*** SUPPLIED TEXT

Verification by hand: path nodes {8,4,1,0,3,6,9} have values 7+2+3+5+1+6+2 = 26. ✓ Two segment-tree range queries answered the whole path — that is the O(log N) chain count (here 2) times the O(log N) per-range cost.

4.2 Worked trace: `maxEdge(8, 7)` (edge values, skip LCA)¶

Edge variant: store the edge (parent(c), c) at pos[c]; pos[root] holds the monoid identity (−∞ for max). Suppose edge weights are w(0,1)=4, w(1,4)=7, w(4,8)=2, w(1,5)=5, w(5,7)=9. Path 8 → 4 → 1 → 5 → 7, LCA = 1.

Step	u	v	head[u]	head[v]	lift	segment (pos block, edges only)	running max
1	8	7	0	5	head[7]=5 (depth 2) deeper than head[8]=0 (depth 0) → lift v	`query[pos[5]=4 .. pos[7]=5]` covers edges `(1,5)=5,(5,7)=9` → 9	9
					jump `v = parent(5) = 1`
2	8	1	0	0	heads equal → exit	—	9
final	—	—	—	—	same chain, skip LCA=1	order `u=1(pos1), v=8(pos3)`; edges only ⇒ `query[pos[1]+1 .. pos[8]] = [2..3]` covers `(1,4)=7,(4,8)=2` → 7	max(9,7)=9

The [pos[lca]+1 .. pos[deeper]] lower bound is the single line of code that separates the edge variant from the vertex variant; if u == v after ordering, the path has zero edges and we return the identity −∞. The hand-checked answer — max{4? no, edges on path are (4,8)=2,(1,4)=7,(1,5)=5,(5,7)=9} = 9 — matches.

5. Reference Implementation (Go / Java / Python)¶

A complete, self-contained HLD over a sum Segment Tree, with pathSum, subtreeSum, point update, and LCA-via-HLD. Vertex-value semantics (the final same-chain segment includes the LCA). The build is the two iterative DFS passes from Definition 1.4; the recurrence used in §3 is exactly the path loop here.

Go¶

package main

import "fmt"

type SegTree struct {
    n int
    t []int64 // 1-indexed, size 2n iterative
}

func NewSegTree(base []int64) *SegTree {
    n := len(base)
    s := &SegTree{n: n, t: make([]int64, 2*n)}
    copy(s.t[n:], base)

******

**PROBLEM STATEMENT**
Reproduce the heavy-light decomposition text between "Verification by hand: path" and "N) per-range cost.", inclusive. The records come from a different source than the text.

*** GIVEN DATA

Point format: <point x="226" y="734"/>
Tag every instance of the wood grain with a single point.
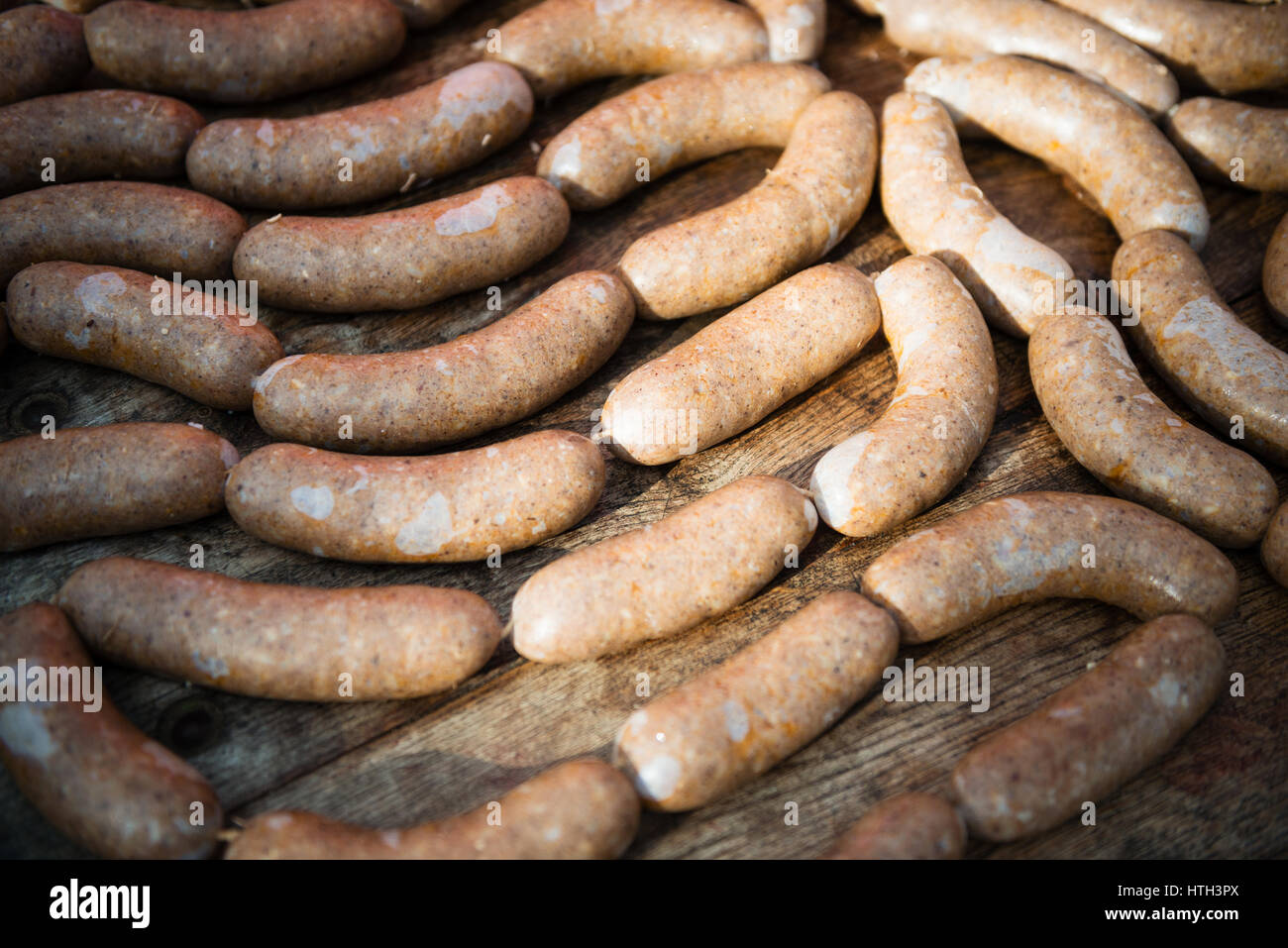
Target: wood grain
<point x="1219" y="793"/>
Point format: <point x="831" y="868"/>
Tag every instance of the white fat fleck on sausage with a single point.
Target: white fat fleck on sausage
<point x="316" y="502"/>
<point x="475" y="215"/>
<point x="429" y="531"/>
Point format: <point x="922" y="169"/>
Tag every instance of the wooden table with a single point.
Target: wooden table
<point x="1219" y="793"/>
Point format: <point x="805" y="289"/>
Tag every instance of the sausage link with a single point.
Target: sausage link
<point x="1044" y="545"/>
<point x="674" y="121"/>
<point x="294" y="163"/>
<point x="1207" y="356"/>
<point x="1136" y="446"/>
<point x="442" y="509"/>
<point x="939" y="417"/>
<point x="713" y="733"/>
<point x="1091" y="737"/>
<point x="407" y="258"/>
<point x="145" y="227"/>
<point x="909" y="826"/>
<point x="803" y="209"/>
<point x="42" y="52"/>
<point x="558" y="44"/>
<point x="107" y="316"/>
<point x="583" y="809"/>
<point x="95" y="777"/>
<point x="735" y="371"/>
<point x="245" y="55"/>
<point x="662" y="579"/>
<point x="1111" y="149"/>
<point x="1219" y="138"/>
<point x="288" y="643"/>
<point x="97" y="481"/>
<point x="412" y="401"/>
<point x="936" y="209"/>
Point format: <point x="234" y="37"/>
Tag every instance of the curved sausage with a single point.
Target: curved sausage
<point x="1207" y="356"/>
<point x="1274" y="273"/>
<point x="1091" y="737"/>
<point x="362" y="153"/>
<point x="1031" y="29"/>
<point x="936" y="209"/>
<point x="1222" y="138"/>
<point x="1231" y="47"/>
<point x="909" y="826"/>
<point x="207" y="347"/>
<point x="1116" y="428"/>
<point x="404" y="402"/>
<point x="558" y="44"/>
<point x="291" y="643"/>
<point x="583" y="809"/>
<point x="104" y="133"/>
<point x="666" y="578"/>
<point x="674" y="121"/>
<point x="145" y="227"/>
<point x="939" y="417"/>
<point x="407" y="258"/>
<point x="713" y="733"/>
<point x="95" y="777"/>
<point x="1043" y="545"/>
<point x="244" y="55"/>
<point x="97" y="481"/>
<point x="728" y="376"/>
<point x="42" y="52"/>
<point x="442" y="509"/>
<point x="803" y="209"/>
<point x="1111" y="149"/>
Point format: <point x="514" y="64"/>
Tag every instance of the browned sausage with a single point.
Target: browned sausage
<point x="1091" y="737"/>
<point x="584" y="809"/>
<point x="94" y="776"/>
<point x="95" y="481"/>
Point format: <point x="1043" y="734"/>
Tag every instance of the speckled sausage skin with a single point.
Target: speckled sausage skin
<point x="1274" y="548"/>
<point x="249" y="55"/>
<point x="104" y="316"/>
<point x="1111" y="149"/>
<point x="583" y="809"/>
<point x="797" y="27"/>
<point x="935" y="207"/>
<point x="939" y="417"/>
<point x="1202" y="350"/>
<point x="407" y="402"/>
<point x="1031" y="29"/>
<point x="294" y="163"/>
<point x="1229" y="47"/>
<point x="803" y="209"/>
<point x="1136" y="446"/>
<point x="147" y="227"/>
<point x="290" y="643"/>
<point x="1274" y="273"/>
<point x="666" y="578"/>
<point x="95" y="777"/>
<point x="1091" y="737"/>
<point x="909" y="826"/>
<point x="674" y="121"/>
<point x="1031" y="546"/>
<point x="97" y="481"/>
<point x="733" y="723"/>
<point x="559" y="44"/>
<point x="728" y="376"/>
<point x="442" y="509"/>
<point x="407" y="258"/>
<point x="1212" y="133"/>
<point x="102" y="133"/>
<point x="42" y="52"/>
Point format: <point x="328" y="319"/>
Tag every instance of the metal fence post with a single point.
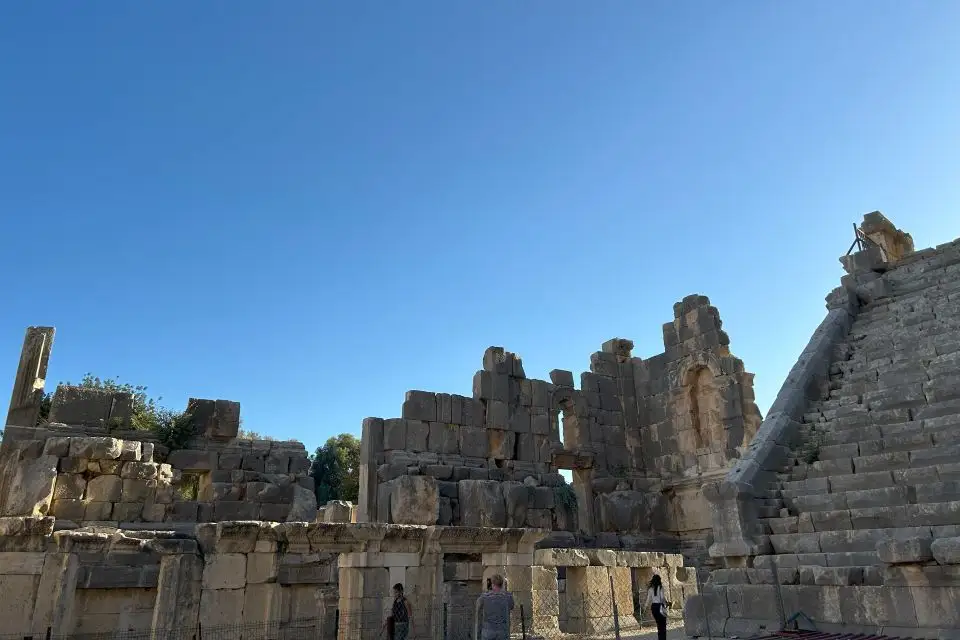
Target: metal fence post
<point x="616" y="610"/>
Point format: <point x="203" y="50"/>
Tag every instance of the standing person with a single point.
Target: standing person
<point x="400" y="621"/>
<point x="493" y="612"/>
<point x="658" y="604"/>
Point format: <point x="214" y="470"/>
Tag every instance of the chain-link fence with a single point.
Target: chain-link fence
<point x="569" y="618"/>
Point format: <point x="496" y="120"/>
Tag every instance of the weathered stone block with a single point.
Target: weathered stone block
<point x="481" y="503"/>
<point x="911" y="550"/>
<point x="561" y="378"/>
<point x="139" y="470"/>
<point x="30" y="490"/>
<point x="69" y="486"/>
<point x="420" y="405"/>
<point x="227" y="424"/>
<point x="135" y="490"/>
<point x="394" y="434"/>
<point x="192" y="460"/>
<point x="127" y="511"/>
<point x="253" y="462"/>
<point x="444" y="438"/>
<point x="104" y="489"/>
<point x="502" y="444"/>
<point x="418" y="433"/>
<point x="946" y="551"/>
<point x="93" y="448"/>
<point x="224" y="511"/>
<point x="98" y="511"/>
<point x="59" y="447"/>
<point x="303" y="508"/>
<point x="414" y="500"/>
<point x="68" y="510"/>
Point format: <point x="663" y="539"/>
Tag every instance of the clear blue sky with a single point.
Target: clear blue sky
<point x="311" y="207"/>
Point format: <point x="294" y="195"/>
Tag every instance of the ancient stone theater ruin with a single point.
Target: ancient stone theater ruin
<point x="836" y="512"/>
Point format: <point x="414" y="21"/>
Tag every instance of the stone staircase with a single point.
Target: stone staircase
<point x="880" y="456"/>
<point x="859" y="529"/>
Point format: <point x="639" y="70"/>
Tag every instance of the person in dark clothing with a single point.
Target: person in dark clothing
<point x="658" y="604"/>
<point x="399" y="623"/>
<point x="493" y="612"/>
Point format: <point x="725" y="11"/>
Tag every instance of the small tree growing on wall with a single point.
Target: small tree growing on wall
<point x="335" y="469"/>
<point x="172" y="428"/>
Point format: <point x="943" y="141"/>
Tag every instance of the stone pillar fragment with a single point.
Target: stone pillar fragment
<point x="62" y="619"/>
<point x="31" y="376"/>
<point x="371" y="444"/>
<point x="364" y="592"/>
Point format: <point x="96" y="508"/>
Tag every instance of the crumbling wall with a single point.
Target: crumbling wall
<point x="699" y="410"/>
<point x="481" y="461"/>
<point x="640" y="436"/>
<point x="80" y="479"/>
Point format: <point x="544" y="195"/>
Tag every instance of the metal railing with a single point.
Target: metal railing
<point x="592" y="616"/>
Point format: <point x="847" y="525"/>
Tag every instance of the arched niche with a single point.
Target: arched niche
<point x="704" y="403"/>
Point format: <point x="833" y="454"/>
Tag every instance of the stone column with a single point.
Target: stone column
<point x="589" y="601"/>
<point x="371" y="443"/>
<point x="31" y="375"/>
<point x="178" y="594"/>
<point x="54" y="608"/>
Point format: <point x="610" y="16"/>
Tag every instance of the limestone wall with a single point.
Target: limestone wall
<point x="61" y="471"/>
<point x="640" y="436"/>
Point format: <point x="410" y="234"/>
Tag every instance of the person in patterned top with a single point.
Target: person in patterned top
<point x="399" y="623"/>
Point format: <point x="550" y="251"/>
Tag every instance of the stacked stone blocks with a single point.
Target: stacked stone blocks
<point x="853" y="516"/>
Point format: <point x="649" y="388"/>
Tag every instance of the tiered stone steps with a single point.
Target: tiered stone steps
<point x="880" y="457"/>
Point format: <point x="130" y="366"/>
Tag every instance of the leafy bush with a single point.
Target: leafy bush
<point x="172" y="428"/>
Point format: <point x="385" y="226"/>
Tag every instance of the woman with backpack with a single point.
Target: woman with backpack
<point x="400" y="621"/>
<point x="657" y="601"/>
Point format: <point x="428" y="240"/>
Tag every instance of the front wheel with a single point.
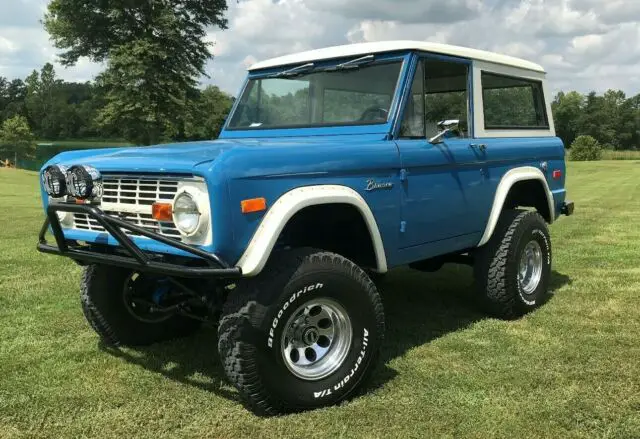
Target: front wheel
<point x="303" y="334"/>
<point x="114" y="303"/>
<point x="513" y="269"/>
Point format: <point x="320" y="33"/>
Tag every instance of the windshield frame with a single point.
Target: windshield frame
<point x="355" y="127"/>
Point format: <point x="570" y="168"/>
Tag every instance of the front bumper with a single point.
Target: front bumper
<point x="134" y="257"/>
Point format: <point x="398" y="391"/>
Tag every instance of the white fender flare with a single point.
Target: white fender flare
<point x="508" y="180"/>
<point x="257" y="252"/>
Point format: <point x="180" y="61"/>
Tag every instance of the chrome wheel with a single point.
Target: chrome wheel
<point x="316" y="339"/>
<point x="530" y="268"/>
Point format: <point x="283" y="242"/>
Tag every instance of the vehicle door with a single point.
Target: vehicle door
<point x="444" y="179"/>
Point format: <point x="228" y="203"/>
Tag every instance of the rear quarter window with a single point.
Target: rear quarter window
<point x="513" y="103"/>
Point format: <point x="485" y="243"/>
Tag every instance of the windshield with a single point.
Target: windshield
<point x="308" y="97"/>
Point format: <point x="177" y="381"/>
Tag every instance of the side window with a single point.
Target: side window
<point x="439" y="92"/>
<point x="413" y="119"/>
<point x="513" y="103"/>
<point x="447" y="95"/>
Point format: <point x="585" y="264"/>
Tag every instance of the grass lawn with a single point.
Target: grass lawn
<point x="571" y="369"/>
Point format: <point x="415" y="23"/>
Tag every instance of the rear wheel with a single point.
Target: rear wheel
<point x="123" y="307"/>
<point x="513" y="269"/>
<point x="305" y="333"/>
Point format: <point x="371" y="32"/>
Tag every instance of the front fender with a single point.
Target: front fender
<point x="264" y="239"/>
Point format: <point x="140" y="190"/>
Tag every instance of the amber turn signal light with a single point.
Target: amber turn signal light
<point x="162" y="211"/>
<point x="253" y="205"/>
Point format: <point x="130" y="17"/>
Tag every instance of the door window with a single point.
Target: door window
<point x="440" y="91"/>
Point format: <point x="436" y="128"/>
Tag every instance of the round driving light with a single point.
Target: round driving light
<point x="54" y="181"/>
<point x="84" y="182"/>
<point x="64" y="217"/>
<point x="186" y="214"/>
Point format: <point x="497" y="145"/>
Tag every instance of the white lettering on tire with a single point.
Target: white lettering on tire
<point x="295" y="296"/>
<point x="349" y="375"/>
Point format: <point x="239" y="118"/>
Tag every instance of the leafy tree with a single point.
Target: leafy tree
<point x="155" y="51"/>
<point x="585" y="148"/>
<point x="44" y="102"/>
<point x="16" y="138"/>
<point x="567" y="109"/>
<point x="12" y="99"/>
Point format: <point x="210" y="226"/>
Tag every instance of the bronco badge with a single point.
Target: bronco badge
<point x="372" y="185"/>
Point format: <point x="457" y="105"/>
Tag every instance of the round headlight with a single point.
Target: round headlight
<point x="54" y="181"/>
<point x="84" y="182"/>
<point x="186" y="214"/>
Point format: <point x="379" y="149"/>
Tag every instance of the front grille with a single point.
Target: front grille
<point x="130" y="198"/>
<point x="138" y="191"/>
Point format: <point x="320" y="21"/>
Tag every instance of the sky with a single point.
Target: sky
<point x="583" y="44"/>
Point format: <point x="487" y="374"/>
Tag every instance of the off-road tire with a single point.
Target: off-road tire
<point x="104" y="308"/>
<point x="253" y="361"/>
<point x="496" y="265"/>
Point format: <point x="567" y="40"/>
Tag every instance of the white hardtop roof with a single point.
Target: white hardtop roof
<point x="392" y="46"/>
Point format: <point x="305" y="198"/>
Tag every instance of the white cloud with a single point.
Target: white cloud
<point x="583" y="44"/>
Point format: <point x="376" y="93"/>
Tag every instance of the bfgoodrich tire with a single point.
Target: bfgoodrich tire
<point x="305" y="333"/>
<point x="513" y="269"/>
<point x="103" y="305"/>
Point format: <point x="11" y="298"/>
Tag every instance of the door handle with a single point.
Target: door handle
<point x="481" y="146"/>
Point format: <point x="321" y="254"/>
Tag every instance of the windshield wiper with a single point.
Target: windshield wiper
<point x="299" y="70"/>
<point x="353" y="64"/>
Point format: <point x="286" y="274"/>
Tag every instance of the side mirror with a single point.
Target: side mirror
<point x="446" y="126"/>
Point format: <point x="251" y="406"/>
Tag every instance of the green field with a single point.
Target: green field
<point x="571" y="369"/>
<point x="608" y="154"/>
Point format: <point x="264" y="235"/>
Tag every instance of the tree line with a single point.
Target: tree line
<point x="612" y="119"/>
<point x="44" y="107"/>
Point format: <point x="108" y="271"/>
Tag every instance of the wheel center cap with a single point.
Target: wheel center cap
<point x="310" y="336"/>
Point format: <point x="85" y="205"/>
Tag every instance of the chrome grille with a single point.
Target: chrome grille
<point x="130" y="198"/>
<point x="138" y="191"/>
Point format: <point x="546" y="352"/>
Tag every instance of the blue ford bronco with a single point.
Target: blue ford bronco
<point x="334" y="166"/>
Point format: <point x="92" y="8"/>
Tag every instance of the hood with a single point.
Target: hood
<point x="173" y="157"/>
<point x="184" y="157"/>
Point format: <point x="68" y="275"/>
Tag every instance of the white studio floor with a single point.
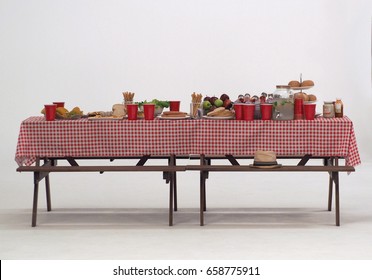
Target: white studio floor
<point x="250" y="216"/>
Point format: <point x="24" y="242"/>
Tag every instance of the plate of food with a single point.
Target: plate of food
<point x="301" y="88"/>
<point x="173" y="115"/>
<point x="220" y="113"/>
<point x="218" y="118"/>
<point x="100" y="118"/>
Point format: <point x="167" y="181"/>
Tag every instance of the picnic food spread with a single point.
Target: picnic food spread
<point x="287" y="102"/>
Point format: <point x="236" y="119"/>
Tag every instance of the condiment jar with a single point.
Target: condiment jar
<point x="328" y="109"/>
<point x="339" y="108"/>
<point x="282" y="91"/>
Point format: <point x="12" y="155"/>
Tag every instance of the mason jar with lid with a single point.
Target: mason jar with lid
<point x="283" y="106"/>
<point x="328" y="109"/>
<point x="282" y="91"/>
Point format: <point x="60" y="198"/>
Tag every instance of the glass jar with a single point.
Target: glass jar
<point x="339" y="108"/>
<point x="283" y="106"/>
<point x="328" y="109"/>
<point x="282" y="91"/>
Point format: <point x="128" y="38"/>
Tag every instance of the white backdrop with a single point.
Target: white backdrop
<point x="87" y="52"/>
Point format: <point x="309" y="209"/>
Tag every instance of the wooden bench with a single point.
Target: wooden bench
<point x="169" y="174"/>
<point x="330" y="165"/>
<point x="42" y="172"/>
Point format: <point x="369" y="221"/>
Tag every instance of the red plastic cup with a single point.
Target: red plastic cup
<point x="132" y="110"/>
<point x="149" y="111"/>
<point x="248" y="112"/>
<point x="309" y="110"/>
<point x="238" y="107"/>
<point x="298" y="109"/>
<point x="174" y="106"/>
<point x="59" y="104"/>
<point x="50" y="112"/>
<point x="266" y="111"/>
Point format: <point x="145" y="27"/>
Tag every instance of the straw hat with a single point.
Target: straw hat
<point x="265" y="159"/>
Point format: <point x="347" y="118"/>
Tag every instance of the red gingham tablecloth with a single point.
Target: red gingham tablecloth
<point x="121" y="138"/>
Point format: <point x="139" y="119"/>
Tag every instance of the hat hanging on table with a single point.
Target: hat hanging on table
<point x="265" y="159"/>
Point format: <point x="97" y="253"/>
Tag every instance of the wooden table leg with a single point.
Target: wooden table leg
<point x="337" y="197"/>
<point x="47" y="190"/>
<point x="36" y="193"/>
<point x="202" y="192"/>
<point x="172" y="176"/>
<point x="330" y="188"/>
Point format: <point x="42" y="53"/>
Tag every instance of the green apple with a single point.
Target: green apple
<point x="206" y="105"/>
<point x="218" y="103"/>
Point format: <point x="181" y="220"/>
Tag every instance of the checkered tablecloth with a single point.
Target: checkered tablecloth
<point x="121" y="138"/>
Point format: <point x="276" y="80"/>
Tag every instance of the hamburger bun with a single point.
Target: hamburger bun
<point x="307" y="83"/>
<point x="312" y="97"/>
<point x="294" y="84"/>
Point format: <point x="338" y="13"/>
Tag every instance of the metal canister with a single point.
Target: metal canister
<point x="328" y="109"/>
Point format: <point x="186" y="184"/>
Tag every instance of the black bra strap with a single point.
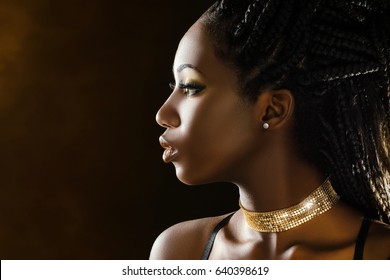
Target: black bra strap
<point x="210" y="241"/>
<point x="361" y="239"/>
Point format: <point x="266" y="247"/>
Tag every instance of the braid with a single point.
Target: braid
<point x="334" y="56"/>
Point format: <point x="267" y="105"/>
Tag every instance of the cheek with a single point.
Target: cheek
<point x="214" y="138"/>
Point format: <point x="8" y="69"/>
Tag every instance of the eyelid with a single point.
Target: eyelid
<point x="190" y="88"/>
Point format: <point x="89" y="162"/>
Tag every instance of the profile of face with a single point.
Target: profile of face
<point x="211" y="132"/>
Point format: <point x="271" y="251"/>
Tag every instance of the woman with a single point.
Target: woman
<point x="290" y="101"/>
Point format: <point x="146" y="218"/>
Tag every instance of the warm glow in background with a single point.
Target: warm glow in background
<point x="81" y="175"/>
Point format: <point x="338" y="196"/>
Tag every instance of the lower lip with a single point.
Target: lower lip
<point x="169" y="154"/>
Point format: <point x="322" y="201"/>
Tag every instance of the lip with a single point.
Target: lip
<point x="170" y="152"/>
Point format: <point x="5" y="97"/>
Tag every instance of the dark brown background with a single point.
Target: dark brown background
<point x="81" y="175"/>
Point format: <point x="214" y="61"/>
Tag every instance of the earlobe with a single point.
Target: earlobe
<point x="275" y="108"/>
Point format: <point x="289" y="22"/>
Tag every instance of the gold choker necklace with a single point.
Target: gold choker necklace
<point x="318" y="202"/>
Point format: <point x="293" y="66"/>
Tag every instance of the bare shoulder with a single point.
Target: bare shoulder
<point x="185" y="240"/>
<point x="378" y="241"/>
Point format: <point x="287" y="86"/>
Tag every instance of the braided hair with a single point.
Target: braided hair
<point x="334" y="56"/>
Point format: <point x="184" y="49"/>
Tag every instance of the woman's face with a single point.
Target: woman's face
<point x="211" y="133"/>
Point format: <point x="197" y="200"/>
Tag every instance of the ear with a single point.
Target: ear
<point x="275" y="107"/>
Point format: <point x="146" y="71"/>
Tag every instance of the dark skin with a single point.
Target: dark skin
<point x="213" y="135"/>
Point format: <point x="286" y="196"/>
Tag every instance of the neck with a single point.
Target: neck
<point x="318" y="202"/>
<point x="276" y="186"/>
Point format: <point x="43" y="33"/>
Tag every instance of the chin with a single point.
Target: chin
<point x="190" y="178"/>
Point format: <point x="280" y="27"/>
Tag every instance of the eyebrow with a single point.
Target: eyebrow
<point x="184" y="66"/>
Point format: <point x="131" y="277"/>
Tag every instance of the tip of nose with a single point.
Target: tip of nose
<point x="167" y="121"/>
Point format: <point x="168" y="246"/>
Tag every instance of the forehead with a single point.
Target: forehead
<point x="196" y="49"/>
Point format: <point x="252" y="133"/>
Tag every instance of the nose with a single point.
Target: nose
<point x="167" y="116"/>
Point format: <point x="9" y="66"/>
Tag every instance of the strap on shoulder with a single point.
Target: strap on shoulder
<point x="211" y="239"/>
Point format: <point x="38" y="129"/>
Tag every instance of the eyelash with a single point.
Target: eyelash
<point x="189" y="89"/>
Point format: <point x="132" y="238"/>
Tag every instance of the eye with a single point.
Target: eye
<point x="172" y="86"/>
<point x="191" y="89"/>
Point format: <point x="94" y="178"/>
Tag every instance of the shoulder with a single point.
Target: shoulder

******

**THE SOLUTION**
Verification by hand: path nodes {8,4,1,0,3,6,9} have values 7+2+3+5+1+6+2 = 26. ✓ Two segment-tree range queries answered the whole path — that is the O(log N) chain count (here 2) times the O(log N) per-range cost.